» **What to do**
Write out the data again exactly, skipping every picture.

(Records drawn from a dataset)
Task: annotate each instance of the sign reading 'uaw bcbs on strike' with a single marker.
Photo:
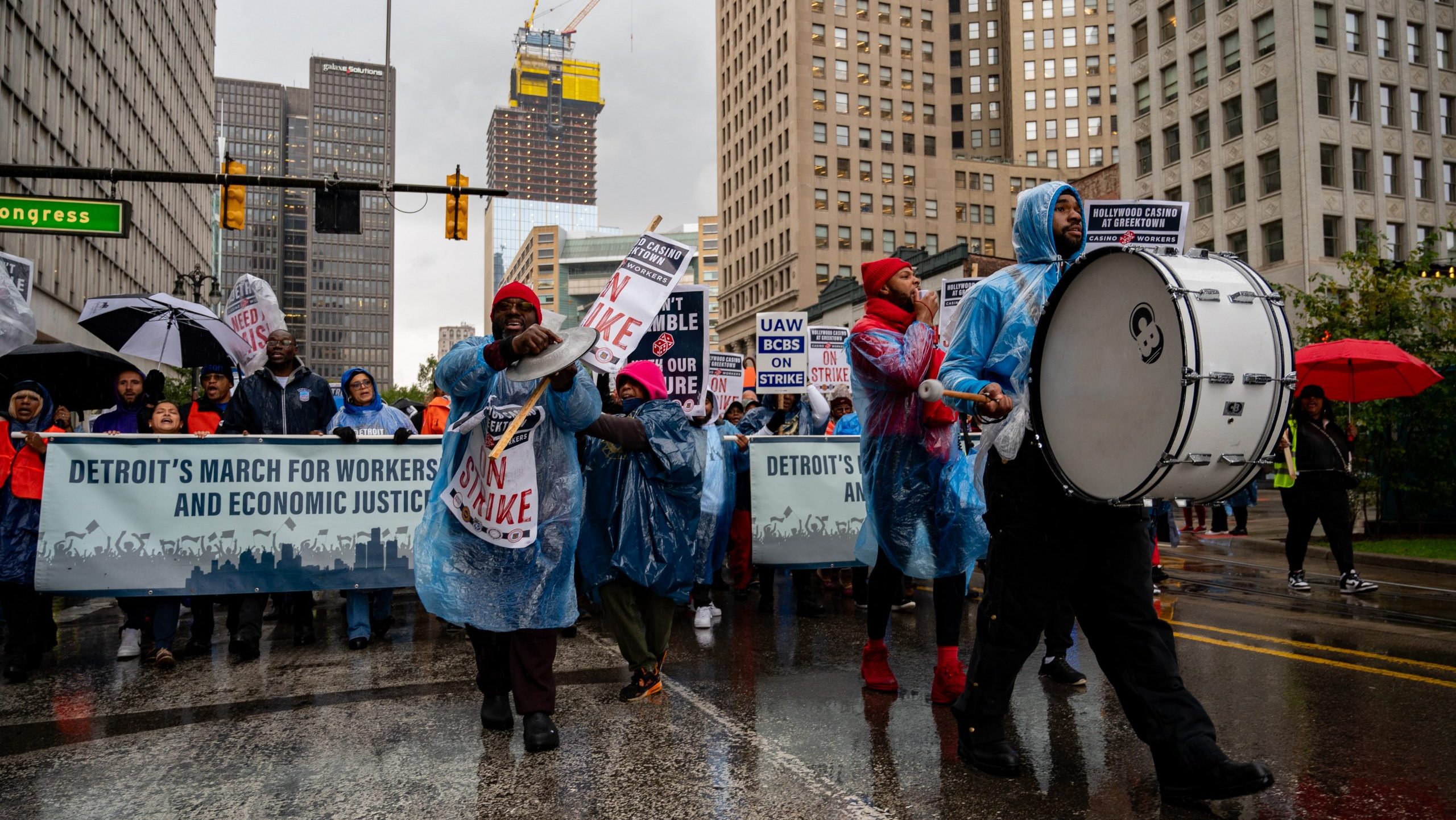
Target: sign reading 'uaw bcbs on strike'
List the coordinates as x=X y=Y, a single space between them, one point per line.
x=1135 y=222
x=634 y=295
x=784 y=353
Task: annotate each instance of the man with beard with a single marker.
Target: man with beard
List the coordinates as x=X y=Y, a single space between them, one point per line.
x=924 y=513
x=284 y=398
x=1047 y=546
x=511 y=596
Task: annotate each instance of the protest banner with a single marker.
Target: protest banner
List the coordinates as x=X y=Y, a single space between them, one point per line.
x=175 y=516
x=726 y=379
x=21 y=271
x=253 y=312
x=784 y=353
x=677 y=343
x=632 y=297
x=829 y=365
x=807 y=502
x=1135 y=222
x=954 y=293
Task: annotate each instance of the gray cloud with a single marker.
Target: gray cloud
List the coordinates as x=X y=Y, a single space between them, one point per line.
x=453 y=59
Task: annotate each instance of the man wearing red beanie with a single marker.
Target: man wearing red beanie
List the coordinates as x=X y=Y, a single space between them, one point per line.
x=640 y=536
x=922 y=512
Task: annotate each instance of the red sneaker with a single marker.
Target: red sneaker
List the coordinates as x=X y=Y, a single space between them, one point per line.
x=874 y=668
x=950 y=682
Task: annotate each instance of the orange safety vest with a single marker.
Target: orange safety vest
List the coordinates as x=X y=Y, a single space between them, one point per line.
x=24 y=468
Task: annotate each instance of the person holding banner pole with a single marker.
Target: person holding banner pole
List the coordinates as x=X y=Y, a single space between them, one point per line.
x=30 y=627
x=511 y=590
x=1041 y=551
x=924 y=512
x=644 y=488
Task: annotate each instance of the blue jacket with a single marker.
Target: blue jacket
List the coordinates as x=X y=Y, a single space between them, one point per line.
x=264 y=408
x=469 y=582
x=994 y=337
x=21 y=522
x=375 y=419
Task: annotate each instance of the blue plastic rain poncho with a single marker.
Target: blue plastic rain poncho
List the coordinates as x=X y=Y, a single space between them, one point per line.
x=924 y=510
x=466 y=580
x=994 y=337
x=723 y=462
x=375 y=419
x=21 y=522
x=643 y=506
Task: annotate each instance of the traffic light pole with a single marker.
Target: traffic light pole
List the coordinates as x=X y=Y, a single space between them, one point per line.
x=257 y=180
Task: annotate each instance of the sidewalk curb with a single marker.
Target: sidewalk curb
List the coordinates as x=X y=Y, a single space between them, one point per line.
x=1322 y=554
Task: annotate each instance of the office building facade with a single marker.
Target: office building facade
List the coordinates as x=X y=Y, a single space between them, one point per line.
x=91 y=89
x=337 y=290
x=1293 y=129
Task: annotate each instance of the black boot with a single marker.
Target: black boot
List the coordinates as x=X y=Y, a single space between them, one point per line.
x=541 y=733
x=495 y=713
x=986 y=748
x=1215 y=781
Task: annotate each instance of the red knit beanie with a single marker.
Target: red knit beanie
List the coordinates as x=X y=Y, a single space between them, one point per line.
x=648 y=375
x=518 y=290
x=878 y=273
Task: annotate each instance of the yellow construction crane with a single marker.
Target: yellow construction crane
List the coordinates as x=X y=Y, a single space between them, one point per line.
x=581 y=15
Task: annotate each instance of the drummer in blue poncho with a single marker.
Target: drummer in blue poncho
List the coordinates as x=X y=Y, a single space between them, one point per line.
x=497 y=548
x=924 y=512
x=365 y=413
x=644 y=486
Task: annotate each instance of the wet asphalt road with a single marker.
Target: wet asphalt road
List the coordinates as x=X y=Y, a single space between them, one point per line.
x=1351 y=702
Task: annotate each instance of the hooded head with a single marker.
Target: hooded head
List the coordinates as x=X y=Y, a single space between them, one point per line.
x=30 y=394
x=511 y=310
x=1034 y=238
x=350 y=403
x=648 y=375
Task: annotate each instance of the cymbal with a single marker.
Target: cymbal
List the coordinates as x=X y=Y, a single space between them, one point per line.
x=573 y=346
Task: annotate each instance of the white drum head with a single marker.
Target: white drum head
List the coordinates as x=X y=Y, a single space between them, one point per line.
x=1107 y=375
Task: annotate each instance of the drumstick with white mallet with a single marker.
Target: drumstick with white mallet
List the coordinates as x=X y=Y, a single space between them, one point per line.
x=934 y=391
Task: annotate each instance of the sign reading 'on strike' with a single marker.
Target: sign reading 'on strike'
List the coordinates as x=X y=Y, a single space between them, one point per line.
x=784 y=353
x=632 y=297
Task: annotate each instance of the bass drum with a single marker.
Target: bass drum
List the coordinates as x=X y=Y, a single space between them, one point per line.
x=1158 y=375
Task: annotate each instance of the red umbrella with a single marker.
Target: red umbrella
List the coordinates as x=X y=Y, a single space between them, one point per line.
x=1362 y=370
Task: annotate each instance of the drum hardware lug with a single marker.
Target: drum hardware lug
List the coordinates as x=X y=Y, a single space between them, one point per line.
x=1196 y=459
x=1216 y=378
x=1248 y=296
x=1203 y=295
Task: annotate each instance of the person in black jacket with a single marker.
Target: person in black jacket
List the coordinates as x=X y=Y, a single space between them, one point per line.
x=284 y=398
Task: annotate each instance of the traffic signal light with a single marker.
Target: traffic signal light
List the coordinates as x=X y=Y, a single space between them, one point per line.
x=458 y=207
x=235 y=198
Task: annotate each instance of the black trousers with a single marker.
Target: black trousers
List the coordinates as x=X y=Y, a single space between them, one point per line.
x=518 y=662
x=887 y=585
x=1312 y=499
x=30 y=624
x=1041 y=554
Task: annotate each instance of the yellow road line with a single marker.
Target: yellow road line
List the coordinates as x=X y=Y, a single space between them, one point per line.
x=1337 y=665
x=1320 y=647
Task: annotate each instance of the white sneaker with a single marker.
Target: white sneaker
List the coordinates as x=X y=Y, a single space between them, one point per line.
x=704 y=618
x=130 y=644
x=1350 y=583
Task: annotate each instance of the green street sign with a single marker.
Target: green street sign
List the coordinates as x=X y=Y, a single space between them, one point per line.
x=53 y=214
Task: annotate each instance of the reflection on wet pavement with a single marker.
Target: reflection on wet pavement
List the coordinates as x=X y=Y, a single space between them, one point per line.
x=763 y=717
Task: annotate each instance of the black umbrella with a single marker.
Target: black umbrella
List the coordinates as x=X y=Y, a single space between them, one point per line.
x=76 y=376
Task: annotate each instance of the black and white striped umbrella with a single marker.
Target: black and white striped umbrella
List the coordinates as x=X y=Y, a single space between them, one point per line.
x=162 y=328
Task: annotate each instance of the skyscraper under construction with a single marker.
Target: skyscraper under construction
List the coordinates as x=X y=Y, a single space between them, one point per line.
x=544 y=147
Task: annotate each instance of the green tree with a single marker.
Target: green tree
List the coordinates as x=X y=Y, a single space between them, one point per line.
x=421 y=391
x=1407 y=443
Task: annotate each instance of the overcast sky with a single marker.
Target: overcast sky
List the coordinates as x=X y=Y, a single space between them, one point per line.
x=453 y=61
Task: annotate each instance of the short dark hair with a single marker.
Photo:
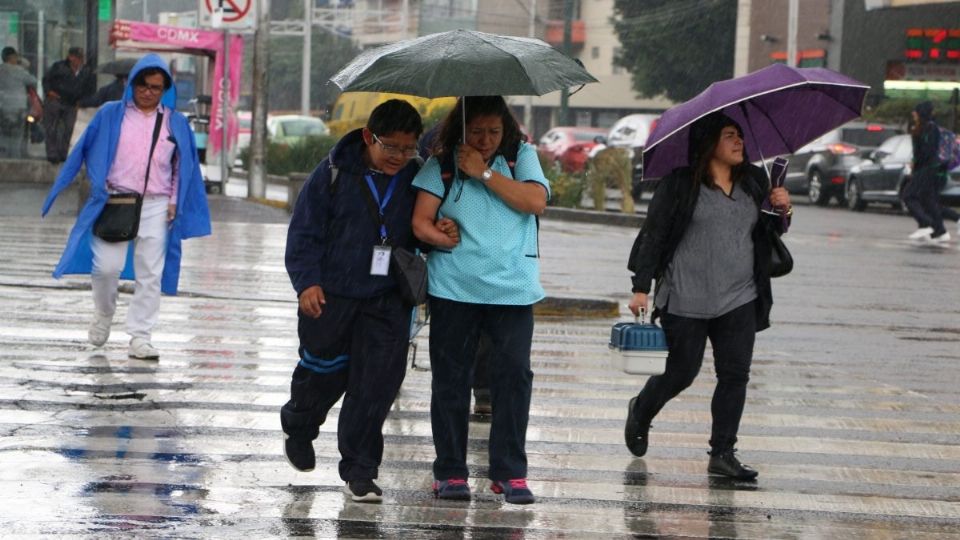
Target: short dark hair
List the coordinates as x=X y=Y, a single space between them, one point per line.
x=704 y=137
x=141 y=78
x=395 y=115
x=451 y=130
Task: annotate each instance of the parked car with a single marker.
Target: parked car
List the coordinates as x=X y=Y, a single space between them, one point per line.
x=630 y=133
x=820 y=169
x=882 y=176
x=569 y=146
x=292 y=128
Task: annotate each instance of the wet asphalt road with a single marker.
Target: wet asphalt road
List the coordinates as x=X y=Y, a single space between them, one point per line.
x=852 y=413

» **Expected answer**
Task: annotate each instance of the sign reading 'uaw bcbs on strike' with a single marker.
Photo:
Target: sign reading 'uaw bcbs on strike'
List the coordinates as x=X y=Y, a single space between them, one point per line.
x=1135 y=222
x=634 y=295
x=784 y=353
Task: annotate each instance of the man with beard with a single marker.
Target: man with beard
List the coordinates as x=X y=Y, a single space between them, one point per line.
x=924 y=513
x=284 y=398
x=1047 y=546
x=511 y=596
Task: annotate each instance of the protest banner with a single marker.
Target: protest banner
List the coordinates as x=X y=Y, a single space between them, one point per line.
x=175 y=516
x=726 y=379
x=21 y=271
x=253 y=312
x=784 y=353
x=677 y=343
x=632 y=297
x=829 y=365
x=807 y=502
x=1135 y=222
x=954 y=293
Task: annotate each instance of the gray cloud with a single marker.
Target: gray cloud
List the coordinates as x=X y=Y, a single space between them, one point per line.
x=453 y=59
Task: annotate each instance of the man wearing red beanie with a single marker.
Target: man wearing red beanie
List the coordinates as x=X y=Y, a single space between them, one point per line.
x=640 y=536
x=922 y=512
Task: annotate each instance of the red sneaker with a single marker.
Target: red sneaker
List the coordinates as x=X y=Y, a single space between them, one point per line.
x=874 y=668
x=950 y=682
Task: annotate each instance of the orange safety vest with a single marker.
Target: orange safety vest
List the coordinates as x=X y=Y, a single space between them, one point per line.
x=24 y=468
Task: annotate each instance of the person holding banner pole with a single marker.
Target: person holding banner pole
List the coordinates as x=X y=Y, a single space between them, one point per line.
x=30 y=627
x=511 y=590
x=1041 y=551
x=924 y=512
x=644 y=488
Task: annotate each instance of the blue jacket with a single marker.
Target: blue jacket
List the coordinates as x=X y=Y, a single space between them, one point per line.
x=264 y=408
x=469 y=582
x=994 y=337
x=21 y=522
x=375 y=419
Task: annotate each instance of the blue plastic rain poncho with a single marker.
Target: blue plastic rain poncho
List the coordinates as x=X y=Y, a single space between them, one point per line.
x=924 y=510
x=466 y=580
x=994 y=337
x=723 y=462
x=375 y=419
x=21 y=522
x=643 y=506
Task: annotate each instance of the traffic light pole with a single marker.
Target: traffic light pole
List the coordinates as x=X y=Y, a single space between them, one point per line.
x=257 y=180
Task: annotate each instance of the sidewalk curb with a single marker.
Target: sidewalk curb
List the coordinates as x=X y=Y, a single space between them, one point per line.
x=1322 y=554
Task: annotate each instance of the office building facade with a single marker.
Target: office building facade
List the coordinates as x=X y=Y, a single space between them, one point per line.
x=91 y=89
x=337 y=290
x=1293 y=129
Task: annotate each instance of the black boot with a single marker.
Target: black boot
List the coordinates as x=X y=Y, a single space between them, one point per line.
x=541 y=733
x=495 y=713
x=986 y=748
x=1215 y=781
Task: annotate each instance of the red knit beanie with a single marker.
Target: red knit beanie
List the coordinates as x=X y=Y, a single space between them, one point per line.
x=648 y=375
x=518 y=290
x=878 y=273
Task: annotate each instance of the yellow construction crane with a single marker.
Target: yellow construction crane
List the coordinates as x=X y=Y, a single space between them, one point per line.
x=581 y=15
Task: annotate each instance of the drummer in blue poncho with a single marker.
Target: drummer in blue poncho
List the coordinates as x=X y=Y, a single space between them, one point per line.
x=497 y=548
x=924 y=512
x=365 y=413
x=644 y=486
Task: annotate each instance of the wet asphalt road with a single marker.
Target: wet asphalt road
List the coordinates as x=X y=Y, a single space between them, one point per line.
x=1351 y=702
Task: annotate each instance of the hooded head with a single marker.
Target: hooded head
List the coordinates as x=X y=Y, a single space between them, one point per line.
x=30 y=394
x=511 y=310
x=1034 y=238
x=350 y=403
x=648 y=375
Task: annotate each instance of the cymbal with a single marker.
Target: cymbal
List the coordinates as x=X y=Y, a single space between them, one point per line.
x=573 y=346
Task: annotate each instance of the white drum head with a single marker.
Target: white drum head
List the coordinates as x=X y=Y, a single space between them, one point per line.
x=1107 y=375
Task: annotate each instance of the drumstick with white mallet with a single marker.
Target: drumstick with white mallet
List the coordinates as x=X y=Y, a single space between them, one point per line.
x=934 y=391
Task: annotate each instance of the sign reading 'on strike' with a single marker.
Target: sign reading 'on strike'
List the coordinates as x=X y=Y, a single space between them, one point per line.
x=784 y=353
x=632 y=297
Task: annotate each instance of the bass drum with a single marker.
Target: bass drum
List the coordinates as x=X y=Y, a single space between them, one point per line.
x=1158 y=375
Task: annotate each instance of the red umbrella with a single marker.
Target: red umbrella
List the coordinates as x=X y=Y, a single space between them, one point per line.
x=1362 y=370
Task: annotate each instance of the drum hardware lug with a single marker.
Target: drum hardware lug
List the coordinates as x=X y=Y, a single space between them, one point per line.
x=1196 y=459
x=1216 y=378
x=1248 y=296
x=1203 y=295
Task: annotate each instance of the person in black jacket with a single marker.
Target: person in black jacket
List the coordinates as x=X y=Y, a single space between them, one point per line.
x=284 y=398
Task: annotate each instance of the traffic signal light with a single marker.
Target: traffic signal light
List the coordinates as x=X y=Y, a single space between them, one point per line.
x=458 y=207
x=235 y=198
Task: annotate each instance of the black trousers with a single marker.
Target: black trousers
List the coordinates as x=X y=Y, a single space between them, one point per line.
x=518 y=662
x=887 y=585
x=1312 y=499
x=30 y=624
x=1041 y=554
Task: annotate each instance of the yellow road line with a single marker.
Target: yellow road line
List the coordinates as x=X y=Y, a single space between them, one point per line.
x=1337 y=665
x=1320 y=647
Task: annotate each instance of the white sneaker with a single marker.
Target: white sneaker
List the coordinates as x=X y=Y, a single space between them, one point per line.
x=704 y=618
x=130 y=644
x=1350 y=583
Task: annotate each instance of the green street sign with a single marker.
Target: green street sign
List the coordinates as x=X y=Y, a single space between them, one point per line.
x=53 y=214
Task: annotate each instance of the reflection on wet pavement with a single marker.
Target: reflection on wet pavement
List the coordinates as x=X y=Y, a single space between them, one point per line.
x=763 y=717
Task: annotate each instance of the black umbrella with a single marker.
Target: black umbrella
List the coordinates as x=X y=Y, a single space between them, one point per line.
x=76 y=376
Task: annotate each instance of the black and white striped umbrella with a single marker.
Target: black and white striped umbrella
List the coordinates as x=X y=Y, a single space between them, one point per line.
x=162 y=328
Task: annotate each instance of the skyscraper under construction with a single marker.
Target: skyscraper under construction
List the coordinates as x=X y=Y, a single space between them, one point per line.
x=544 y=147
Task: annotate each instance of the green tree with a single marker.
Target: green tree
List the coordinates as x=X y=Y, a single space between them, one point per line.
x=421 y=391
x=1407 y=443
Task: annotate each instance of the overcast sky with a single marker.
Target: overcast sky
List the coordinates as x=X y=Y, a single space between them, one point per line.
x=453 y=61
Task: annotate each instance of the short dark hair with a single marker.
Photo:
Target: short dark hair
List the coordinates as x=X y=Y, a single space between them, one point per line.
x=704 y=137
x=141 y=78
x=395 y=115
x=451 y=130
Task: annotate each instance of the parked car with a single marker.
Target: parked car
List the coordinates as x=X y=Y, a single space between them, one point per line.
x=630 y=133
x=820 y=169
x=882 y=176
x=569 y=146
x=292 y=128
Task: annotate each instance of the wet asphalt road with a single marker.
Target: wet asphalt road
List the coordinates as x=X y=Y, a single space between them, one point per line.
x=852 y=413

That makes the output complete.